Tugas yang Diminta 1: Tentukan apakah setiap pernyataan berikut sesuai dengan teks tentang kesadaran ekologi di bawah, dengan menjawab ya atau tidak disertai kutipan persis dari teks yang menjadi penentunya. (a) Henryk mengusulkan cara berpikir ekologi humanistik dan integralistik. (b) Kewajiban moral melestarikan alam disebut hanya demi kehidupan diri sendiri. (c) Persaingan termasuk prinsip ekologi yang disebutkan.
Tugas yang Diminta 2: Teruskan teks tentang kesadaran ekologi di bawah, dimulai sesudah kalimat terakhirnya.

Dokumen:

Di tengah sikap pengobjekan alam dan ekonomisasi ekologi, Henryk mengusulkan satu pola pikir baru, yakni cara berpikir ekologi humanistik dan integralistik. Maksudnya? Sederhana sebenarnya, yakni setiap harus menghidupi kesadaran dalam dirinya bahwa dirinya adalah bagian dari alam, karena itu ia harus menjadikan nilai-nilai kemanusiaan sebagai dasar relasinya.

Apa implikasii pola pikir ini? Dalam pola pikir ini, ada pesan penting, persis seperti dikatakan oleh Immanuel Kant, yakni etika deontologi, khususnya imperatif kategoris. Imperatif kategoris adalah kewajiban moral yang harus dijalankan, yakni kewajiban untuk melestarikan alam dengan segala isinya demi kelangsungan kehidupan. ” Setiap orang memiliki kewajiban moral melestarikan alam, bukan hanya demi kehidupan dirinya, tetapi juga demi kehidupan generasi masa depan” demikian tulis Henryk.

Untuk itulah Henryk menawarkan imperatif kategoris moral baru, yakni perilaku wajib melestarikan lingkungan demi evolusi, peningkatan kehidupan, ekosistem alam dan kehidupan pengisinya di kemudian hari. Dasar kewajiban moral itu adalah sifat transendensi dan humanis alam itu. Ketika manusia tidak peduli akan imperatif moral ini, maka manusia akan mengalami kehancuran ruang, berarti kehancuran kehidupan manusia itu sendiri.

 Tanggung Jawab Pemerintah

Dua pemikir di atas memiliki satu titik temu, yakni pentingnya kesadaran ekologi lebih-lebih tanggung jawab moral terhadap alam semesta, tepatnya lingkungan hidup. Secara lain dapat dikatakan dari kedua pemikir tersebut terbesit satu pesan mendasar yang justru telah mati dan kehilangan nafas dari sanubaru pelaku bisnis, yakni pentingnya melek ekologis.  Alam bukan semata objek ekonomi baginya, tetapi subjek. Demikian halnya manusia berhadapan dengan alam menyadarkan siapa dirinya, bahwa ia adalah ciptaan yang mewujudkan imannya melalui kesediannya merawat bumi.

Baca Juga:  Paus Leo Berziarah ke Makam Santo Asal Libanon: Charbel Makhlouf

Melek ekologis berarti memahami prinsip-printip komunitas ekologi. Manusia perlu merevitalisasi komunitasnya dan menumbuhkan kesadaran melek ekologi itu. Prinsip ekologi itu ketergantungan, kemitraan, kerjasama dan siklis. Satu rusak yang lain ikut rusak.

Catatan pelabelan dan segmentasi
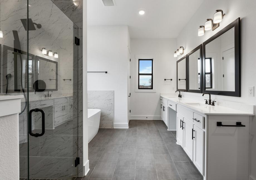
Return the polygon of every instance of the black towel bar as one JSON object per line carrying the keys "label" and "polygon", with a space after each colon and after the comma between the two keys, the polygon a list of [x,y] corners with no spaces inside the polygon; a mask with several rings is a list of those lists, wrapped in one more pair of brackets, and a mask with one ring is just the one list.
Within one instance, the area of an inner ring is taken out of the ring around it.
{"label": "black towel bar", "polygon": [[217,126],[223,127],[245,127],[245,125],[242,124],[241,122],[237,122],[236,125],[223,125],[221,122],[217,122]]}

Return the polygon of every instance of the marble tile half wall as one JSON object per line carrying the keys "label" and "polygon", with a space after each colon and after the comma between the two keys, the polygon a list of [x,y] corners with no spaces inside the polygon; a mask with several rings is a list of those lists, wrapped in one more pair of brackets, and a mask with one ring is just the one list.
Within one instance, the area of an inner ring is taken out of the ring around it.
{"label": "marble tile half wall", "polygon": [[114,91],[88,91],[88,108],[101,110],[100,128],[114,128]]}

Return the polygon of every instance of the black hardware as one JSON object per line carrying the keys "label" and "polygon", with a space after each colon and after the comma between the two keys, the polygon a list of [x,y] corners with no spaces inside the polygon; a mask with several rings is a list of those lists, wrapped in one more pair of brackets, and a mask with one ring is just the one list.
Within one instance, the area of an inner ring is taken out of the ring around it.
{"label": "black hardware", "polygon": [[75,37],[75,43],[77,46],[79,46],[80,45],[80,39],[78,38],[77,37]]}
{"label": "black hardware", "polygon": [[177,91],[179,91],[179,95],[178,95],[178,97],[181,97],[181,95],[180,94],[180,91],[175,91],[175,92],[176,92]]}
{"label": "black hardware", "polygon": [[108,73],[107,71],[87,71],[87,73],[105,73],[106,74]]}
{"label": "black hardware", "polygon": [[212,102],[211,103],[211,106],[215,106],[215,104],[214,104],[214,102],[216,102],[215,101],[212,101]]}
{"label": "black hardware", "polygon": [[192,129],[192,140],[193,140],[193,138],[195,138],[196,137],[194,137],[193,136],[193,131],[195,131],[195,132],[196,132],[196,131],[194,130],[194,129]]}
{"label": "black hardware", "polygon": [[[203,96],[205,94],[209,95],[209,100],[208,100],[209,102],[208,102],[208,104],[209,105],[211,105],[211,94],[210,93],[205,93],[203,94]],[[206,103],[206,102],[205,102]]]}
{"label": "black hardware", "polygon": [[192,119],[194,119],[194,120],[195,120],[196,121],[197,121],[198,122],[200,122],[200,121],[199,120],[196,120],[196,119],[195,119],[195,118],[192,118]]}
{"label": "black hardware", "polygon": [[217,126],[222,126],[223,127],[245,127],[245,125],[242,124],[241,122],[237,122],[236,125],[223,125],[221,122],[217,122]]}
{"label": "black hardware", "polygon": [[80,164],[80,158],[77,158],[75,160],[75,167],[76,167]]}
{"label": "black hardware", "polygon": [[[41,134],[36,133],[34,134],[32,132],[32,112],[40,112],[42,114],[42,133]],[[42,136],[44,134],[45,131],[45,112],[42,109],[36,108],[30,110],[29,112],[29,134],[31,136],[37,137]]]}

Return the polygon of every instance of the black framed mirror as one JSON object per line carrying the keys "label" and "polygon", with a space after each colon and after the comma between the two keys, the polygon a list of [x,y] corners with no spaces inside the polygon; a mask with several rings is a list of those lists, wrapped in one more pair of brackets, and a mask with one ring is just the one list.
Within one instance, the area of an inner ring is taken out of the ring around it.
{"label": "black framed mirror", "polygon": [[240,18],[203,43],[204,93],[241,97]]}
{"label": "black framed mirror", "polygon": [[177,90],[187,90],[187,55],[177,62]]}
{"label": "black framed mirror", "polygon": [[187,55],[188,92],[203,92],[202,47],[200,44]]}

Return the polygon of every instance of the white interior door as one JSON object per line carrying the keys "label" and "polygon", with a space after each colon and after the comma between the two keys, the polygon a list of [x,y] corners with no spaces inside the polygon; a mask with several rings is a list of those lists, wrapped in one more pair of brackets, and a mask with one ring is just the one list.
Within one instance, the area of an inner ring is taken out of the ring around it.
{"label": "white interior door", "polygon": [[234,91],[235,86],[235,48],[223,53],[223,88],[225,91]]}
{"label": "white interior door", "polygon": [[131,53],[128,48],[128,121],[131,119]]}

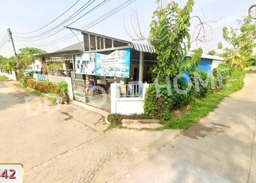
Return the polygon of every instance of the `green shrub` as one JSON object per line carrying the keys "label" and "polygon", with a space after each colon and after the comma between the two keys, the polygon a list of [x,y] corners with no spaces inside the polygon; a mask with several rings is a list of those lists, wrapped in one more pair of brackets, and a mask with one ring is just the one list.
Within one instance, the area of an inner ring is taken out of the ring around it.
{"label": "green shrub", "polygon": [[48,100],[54,104],[57,102],[57,99],[56,97],[48,97]]}
{"label": "green shrub", "polygon": [[26,88],[28,86],[28,78],[26,77],[23,77],[22,79],[20,79],[20,86],[23,88]]}
{"label": "green shrub", "polygon": [[[205,97],[214,88],[214,80],[211,74],[204,71],[196,70],[191,75],[190,78],[193,85],[195,86],[196,92],[195,96],[196,97]],[[213,84],[212,86],[212,84]]]}
{"label": "green shrub", "polygon": [[66,96],[68,95],[68,84],[65,81],[61,81],[58,83],[57,84],[58,88],[58,95],[61,96],[63,93]]}
{"label": "green shrub", "polygon": [[213,76],[214,78],[215,86],[216,89],[220,89],[221,86],[220,86],[218,74],[221,74],[223,77],[226,77],[226,79],[222,79],[222,83],[223,84],[227,84],[228,77],[230,77],[231,74],[234,72],[234,68],[231,67],[228,63],[221,63],[217,68],[213,69]]}
{"label": "green shrub", "polygon": [[50,82],[36,81],[33,79],[28,79],[27,81],[28,86],[30,88],[38,90],[42,93],[55,93],[61,95],[61,91],[67,92],[68,88],[66,82],[61,82],[58,84],[52,84]]}
{"label": "green shrub", "polygon": [[[163,82],[162,82],[163,83]],[[189,83],[184,79],[179,79],[177,86],[180,90],[185,90]],[[173,86],[171,86],[172,95],[169,95],[166,88],[160,89],[160,93],[157,96],[156,84],[152,84],[147,90],[144,102],[145,114],[164,120],[171,118],[171,111],[187,104],[193,97],[195,87],[191,86],[190,91],[186,93],[178,93]]]}
{"label": "green shrub", "polygon": [[8,78],[6,76],[0,76],[0,81],[6,81]]}

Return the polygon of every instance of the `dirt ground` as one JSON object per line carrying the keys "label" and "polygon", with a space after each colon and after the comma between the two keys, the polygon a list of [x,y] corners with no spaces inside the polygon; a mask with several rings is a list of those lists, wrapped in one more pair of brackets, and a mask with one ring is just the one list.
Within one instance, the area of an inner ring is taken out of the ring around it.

Jawaban Tugas 1:
(a) Ya: "Henryk mengusulkan satu pola pikir baru, yakni cara berpikir ekologi humanistik dan integralistik"
(b) Tidak: "bukan hanya demi kehidupan dirinya, tetapi juga demi kehidupan generasi masa depan"
(c) Tidak: "Prinsip ekologi itu ketergantungan, kemitraan, kerjasama dan siklis."

Jawaban Tugas 2:
Tragedi ekologis 25 November 2025, seyogianya menyadarkan kita semua untuk peduli kepada alam. Ini berarti apa? Semua tindakan yang merusak alam demi kepentingan bisnis sudah harus dihentikan secara absolut tanpa tedeng aling-aling atau alasan ini itu. Dalam hal ini menurut hemat penulis tindakan tegas dan keberanian dari pengambil keputusan, dalam hal ini pemerintah pusat dan daerah sangat diharapkan. Pemerintah perlu mengevaluasi secara ketat bahkan langsung menghentikan perusakan alam dengan mencabut hak mereka sebagai pemilik konsesi hutan dengan pertimbangan objektif, yakni menghentikan dampak bencana yang lebih luas ke depan.

Pemerintah sudah harus berani menunjukkan tanggung jawab moralnya untuk berpihak pada biofilia, meminjam istilah Erich Fromm dan menghentikan upaya “nekrofilia” melalui penebangan pohon-pohon secara membabi buta. Seperti dikatakan oleh Maeve Mckown dalam bukunya With Power Comes Responsibility (2024), pemerintah memiliki kekuatan untuk menghentikan perusak lingkungan, dan keberanian untuk menggunakan kekuatan itulah merupakan bentuk tanggung jawabnya.

Sangat tidak adil bahwa para perusak hutan menikmati dengan enak hasil alam, sementara masyarakat sekitar alam menanggung akibat kerusakan, bahkan harus meregang nyawa atas keserakahan perusak hutan dan pelaku bisnis serakah.

Karena itu, tidak ada cara lain menghentikan bencana alam, selain menghentikan tindakan perusakan alam dengan mencabut semua hak konsensi, sebab destruksi ekologis sudah jelas terbukti merusak, bahkan membunuh kehidupan manusia.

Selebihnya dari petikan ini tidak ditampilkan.